Brief -
The response should contain every record, reproduced exactly.

++++++++++++++++++++

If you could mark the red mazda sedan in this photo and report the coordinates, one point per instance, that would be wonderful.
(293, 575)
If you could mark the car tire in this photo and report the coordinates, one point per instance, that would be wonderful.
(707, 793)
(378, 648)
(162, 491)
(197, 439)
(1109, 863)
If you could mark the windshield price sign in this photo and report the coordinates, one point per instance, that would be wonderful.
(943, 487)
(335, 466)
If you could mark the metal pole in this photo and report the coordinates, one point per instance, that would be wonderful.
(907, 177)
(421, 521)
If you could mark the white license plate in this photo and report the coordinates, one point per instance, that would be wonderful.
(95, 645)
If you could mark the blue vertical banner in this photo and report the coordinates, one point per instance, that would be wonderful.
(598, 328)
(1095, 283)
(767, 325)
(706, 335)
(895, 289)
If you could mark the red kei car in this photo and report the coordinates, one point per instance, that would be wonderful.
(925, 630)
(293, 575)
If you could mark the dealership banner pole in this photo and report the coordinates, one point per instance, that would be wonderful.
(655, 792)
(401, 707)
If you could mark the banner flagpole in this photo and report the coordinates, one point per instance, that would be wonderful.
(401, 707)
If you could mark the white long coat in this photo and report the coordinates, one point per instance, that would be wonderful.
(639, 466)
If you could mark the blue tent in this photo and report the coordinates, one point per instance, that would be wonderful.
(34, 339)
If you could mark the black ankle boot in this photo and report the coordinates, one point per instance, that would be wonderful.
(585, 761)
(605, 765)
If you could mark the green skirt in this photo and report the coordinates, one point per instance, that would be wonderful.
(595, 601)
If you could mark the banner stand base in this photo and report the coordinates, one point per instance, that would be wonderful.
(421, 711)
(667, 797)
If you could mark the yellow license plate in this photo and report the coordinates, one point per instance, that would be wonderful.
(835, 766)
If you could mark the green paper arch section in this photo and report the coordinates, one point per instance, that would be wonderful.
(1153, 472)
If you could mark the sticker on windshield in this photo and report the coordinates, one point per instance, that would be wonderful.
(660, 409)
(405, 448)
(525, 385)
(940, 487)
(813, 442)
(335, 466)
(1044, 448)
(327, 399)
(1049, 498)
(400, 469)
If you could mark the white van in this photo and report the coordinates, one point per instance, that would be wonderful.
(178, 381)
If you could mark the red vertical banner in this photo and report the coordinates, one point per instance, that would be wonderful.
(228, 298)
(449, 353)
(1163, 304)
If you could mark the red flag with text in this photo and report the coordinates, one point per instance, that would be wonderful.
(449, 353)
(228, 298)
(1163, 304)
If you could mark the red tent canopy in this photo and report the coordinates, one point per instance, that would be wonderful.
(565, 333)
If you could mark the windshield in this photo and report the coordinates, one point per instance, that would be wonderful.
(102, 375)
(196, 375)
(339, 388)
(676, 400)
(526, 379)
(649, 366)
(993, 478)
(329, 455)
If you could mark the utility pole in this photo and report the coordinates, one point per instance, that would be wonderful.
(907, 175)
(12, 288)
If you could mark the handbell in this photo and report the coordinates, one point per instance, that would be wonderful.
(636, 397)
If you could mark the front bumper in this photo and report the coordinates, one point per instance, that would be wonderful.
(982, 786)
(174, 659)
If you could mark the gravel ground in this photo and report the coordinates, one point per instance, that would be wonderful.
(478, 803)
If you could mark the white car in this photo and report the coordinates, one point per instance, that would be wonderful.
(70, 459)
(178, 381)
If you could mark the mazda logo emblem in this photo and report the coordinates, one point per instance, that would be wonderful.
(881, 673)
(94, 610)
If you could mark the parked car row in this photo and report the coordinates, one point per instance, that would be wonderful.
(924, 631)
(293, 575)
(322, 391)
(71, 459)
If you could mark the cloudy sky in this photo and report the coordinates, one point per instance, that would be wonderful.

++++++++++++++++++++

Exercise solution -
If you could mark the red mazda sedan in this photo and report the coordinates, one point per instance, that would be wonderful.
(293, 575)
If you could mark the car tire in this photo and report the coordinates, one point per instance, that would be wonderful.
(707, 793)
(378, 648)
(162, 491)
(197, 439)
(1109, 863)
If you could mark the windshield price sign in this photo and report the coordinates, one point per instance, that would be wonderful.
(943, 487)
(335, 466)
If you could mark the metal pole in this photo and report the coordinates, one point per instance, that would be wonderful.
(907, 177)
(421, 521)
If you could mark the white license plate in this photo and report the coordinates, one point per instance, that would be wonderful.
(95, 645)
If you could mark the blue vertical banner in this photo and report the coordinates, one point per instance, that would be wonderful.
(598, 328)
(1095, 283)
(767, 325)
(706, 335)
(895, 289)
If you could mark the red kei car in this photo and report the coordinates, one point per instance, that would be wonderful.
(925, 630)
(293, 575)
If you could mark the dealership banner pole in this photo and report the coordinates, one point per instance, that would be wonderful.
(655, 792)
(401, 707)
If you could mark the banner flagpole in this photo and report the coordinates, one point per instance, that would be wonderful.
(401, 707)
If you could mark the white long coat in this photo and report the coordinates, one point per instance, that would be wonderful.
(639, 466)
If you could mark the blue tent in this photo and report the coordinates, one point per instance, that would be wonderful.
(34, 339)
If you could mark the black ankle boot in this photo and report the coordinates, one point per instance, that would be wonderful.
(585, 761)
(605, 765)
If you could mark the green skirt in this photo and report the coordinates, one point per instance, that would be wonderful.
(595, 601)
If you could mark the banner stand base in this photo and report the coordinates, one point per instance, that would be wonderful.
(421, 711)
(667, 797)
If you could mark the yellow license plate in this photo and report the coordinates, one point per instance, that would be wonderful.
(835, 766)
If you could mark the green paper arch section in this photo and report the coordinates, one point per instance, that would be wonderful.
(1153, 472)
If you could mark the sticker on windshield in this photo and report the coordinates, one point per instance, that would be wonderful.
(660, 409)
(405, 448)
(525, 385)
(940, 487)
(813, 442)
(335, 466)
(1044, 448)
(327, 399)
(1049, 498)
(400, 469)
If you could mark the white van in this photo and report the coordinates, one point per instance, that would be wonderful.
(178, 381)
If you could mark the red vertical banner in this photo and report the coordinates, one point per instance, that would be wonderful.
(228, 298)
(449, 353)
(1163, 304)
If you could mark the red flag with text in this photo and report the coordinates, one point per instance, that would be wonderful.
(449, 353)
(228, 298)
(1163, 304)
If you could mark the red tent canopy in this photo and report the coordinates, one point per instance, that would be wonderful.
(565, 333)
If you could mark the windshield in this photo and report the coordinates, one point per instance, that would be wonderful.
(102, 375)
(196, 375)
(339, 388)
(676, 400)
(526, 379)
(649, 366)
(993, 478)
(329, 455)
If you could mark the utility pole in this photo and report the coordinates, one point per instance, that would be wonderful.
(907, 175)
(12, 288)
If you could mark the handbell in this photo and report the coordinates, one point per instance, that would be wonderful.
(636, 397)
If you could mark the front bumper in this photo and report the coordinates, one point per instance, that would be wonderful.
(982, 786)
(174, 659)
If you could mark the gravel ground in this photo and report the coordinates, one point per instance, that would be wonderful.
(478, 803)
If you could mark the white car in this photo and report the coordinates, one point per instance, that would be wonderful.
(70, 459)
(178, 381)
If you could mark the mazda logo emblem in this photo and report the coordinates, one point per instance, that would be wonderful.
(881, 673)
(94, 610)
If you could mark the parked car row in this photo and report the coordinates, one point per instance, that would be wonderful.
(924, 631)
(293, 575)
(322, 391)
(71, 459)
If you could mark the cloudy sky in this photo and report the coordinates, one point per instance, that would be wonderful.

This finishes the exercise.